GIVEN TASK
Which lines in the records below contain the string "flag", with case counting? Gather each of those lines and copy it in full.

RECORDS SUPPLIED
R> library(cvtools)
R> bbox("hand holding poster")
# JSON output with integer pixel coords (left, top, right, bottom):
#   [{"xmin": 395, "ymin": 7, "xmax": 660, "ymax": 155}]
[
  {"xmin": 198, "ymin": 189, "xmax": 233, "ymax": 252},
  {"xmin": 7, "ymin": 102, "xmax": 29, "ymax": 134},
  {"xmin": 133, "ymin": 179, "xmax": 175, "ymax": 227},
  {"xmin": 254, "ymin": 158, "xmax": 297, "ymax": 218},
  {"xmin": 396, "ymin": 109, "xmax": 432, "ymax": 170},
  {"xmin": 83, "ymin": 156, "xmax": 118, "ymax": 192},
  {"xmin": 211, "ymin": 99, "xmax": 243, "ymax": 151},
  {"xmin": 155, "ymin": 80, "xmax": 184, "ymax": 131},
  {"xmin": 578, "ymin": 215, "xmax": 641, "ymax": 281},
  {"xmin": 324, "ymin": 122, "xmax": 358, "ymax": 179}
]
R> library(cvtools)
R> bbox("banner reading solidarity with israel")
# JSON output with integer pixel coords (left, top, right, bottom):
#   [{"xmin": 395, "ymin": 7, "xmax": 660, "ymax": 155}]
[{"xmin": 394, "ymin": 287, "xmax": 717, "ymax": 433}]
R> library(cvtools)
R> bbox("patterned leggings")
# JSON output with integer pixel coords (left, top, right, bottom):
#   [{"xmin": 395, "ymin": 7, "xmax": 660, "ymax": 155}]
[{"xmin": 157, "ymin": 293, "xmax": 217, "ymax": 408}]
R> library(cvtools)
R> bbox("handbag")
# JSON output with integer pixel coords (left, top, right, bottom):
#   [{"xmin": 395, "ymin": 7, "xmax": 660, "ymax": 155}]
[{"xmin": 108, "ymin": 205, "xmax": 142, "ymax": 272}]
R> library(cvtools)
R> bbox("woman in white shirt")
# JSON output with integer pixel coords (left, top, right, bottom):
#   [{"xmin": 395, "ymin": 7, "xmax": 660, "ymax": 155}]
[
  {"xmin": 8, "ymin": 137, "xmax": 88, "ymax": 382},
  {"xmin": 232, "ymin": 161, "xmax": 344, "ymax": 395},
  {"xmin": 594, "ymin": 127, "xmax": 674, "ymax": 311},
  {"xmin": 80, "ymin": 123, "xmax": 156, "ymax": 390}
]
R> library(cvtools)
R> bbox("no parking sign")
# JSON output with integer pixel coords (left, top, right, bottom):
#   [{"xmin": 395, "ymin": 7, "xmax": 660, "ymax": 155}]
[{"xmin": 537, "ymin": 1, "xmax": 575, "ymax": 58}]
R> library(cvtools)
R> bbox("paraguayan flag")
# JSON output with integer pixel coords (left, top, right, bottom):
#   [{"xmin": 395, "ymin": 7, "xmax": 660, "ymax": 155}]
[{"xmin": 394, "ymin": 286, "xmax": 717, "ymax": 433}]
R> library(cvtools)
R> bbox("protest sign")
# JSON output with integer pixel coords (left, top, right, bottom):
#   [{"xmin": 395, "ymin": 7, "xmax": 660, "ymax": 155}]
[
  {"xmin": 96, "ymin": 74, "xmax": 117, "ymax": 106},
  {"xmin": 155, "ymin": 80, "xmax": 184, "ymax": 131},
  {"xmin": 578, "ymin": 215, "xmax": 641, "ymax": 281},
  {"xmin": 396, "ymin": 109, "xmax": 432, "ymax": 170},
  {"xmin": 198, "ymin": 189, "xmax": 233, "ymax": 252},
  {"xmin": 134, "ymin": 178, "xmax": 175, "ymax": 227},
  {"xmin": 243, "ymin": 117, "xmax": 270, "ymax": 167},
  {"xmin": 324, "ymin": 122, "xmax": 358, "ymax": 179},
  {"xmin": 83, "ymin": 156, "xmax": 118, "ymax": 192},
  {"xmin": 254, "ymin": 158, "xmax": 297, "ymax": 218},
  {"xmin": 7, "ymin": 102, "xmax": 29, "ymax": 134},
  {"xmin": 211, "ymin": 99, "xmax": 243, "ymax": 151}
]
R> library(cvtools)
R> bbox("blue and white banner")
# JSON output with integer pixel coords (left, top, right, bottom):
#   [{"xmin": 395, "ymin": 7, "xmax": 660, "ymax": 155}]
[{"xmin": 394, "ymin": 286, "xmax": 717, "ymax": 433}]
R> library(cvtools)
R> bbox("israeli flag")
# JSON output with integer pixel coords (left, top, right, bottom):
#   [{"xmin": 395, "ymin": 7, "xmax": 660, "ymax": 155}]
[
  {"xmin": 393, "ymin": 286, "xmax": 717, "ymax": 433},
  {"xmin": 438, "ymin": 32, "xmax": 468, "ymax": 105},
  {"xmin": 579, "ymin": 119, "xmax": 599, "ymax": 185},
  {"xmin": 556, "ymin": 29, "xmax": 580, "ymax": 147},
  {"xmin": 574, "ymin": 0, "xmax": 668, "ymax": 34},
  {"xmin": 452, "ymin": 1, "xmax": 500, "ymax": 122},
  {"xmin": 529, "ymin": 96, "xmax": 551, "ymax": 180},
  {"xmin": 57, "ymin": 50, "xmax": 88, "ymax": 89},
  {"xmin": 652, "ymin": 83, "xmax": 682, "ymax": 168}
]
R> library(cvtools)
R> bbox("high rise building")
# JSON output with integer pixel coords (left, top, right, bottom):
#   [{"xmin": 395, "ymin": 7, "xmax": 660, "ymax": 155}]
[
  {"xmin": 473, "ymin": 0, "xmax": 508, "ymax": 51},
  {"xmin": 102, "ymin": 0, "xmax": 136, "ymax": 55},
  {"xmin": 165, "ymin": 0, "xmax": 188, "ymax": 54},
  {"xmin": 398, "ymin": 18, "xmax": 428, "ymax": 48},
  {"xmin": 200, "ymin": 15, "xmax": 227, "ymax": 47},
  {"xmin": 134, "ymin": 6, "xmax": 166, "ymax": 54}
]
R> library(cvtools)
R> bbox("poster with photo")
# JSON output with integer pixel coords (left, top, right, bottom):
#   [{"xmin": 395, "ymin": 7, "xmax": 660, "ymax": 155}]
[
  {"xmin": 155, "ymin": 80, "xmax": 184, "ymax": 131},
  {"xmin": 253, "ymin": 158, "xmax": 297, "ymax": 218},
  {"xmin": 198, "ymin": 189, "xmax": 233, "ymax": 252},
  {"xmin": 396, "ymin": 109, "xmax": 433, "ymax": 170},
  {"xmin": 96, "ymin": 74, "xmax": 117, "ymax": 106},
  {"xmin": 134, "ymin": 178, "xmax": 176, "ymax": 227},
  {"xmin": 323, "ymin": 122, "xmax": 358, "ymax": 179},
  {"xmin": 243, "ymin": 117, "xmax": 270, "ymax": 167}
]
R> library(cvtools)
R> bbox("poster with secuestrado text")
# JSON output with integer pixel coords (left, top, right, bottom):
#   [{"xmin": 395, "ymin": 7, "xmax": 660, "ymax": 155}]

EXPECTED ANSWER
R> bbox("paraguayan flag")
R> bbox("israeli flag")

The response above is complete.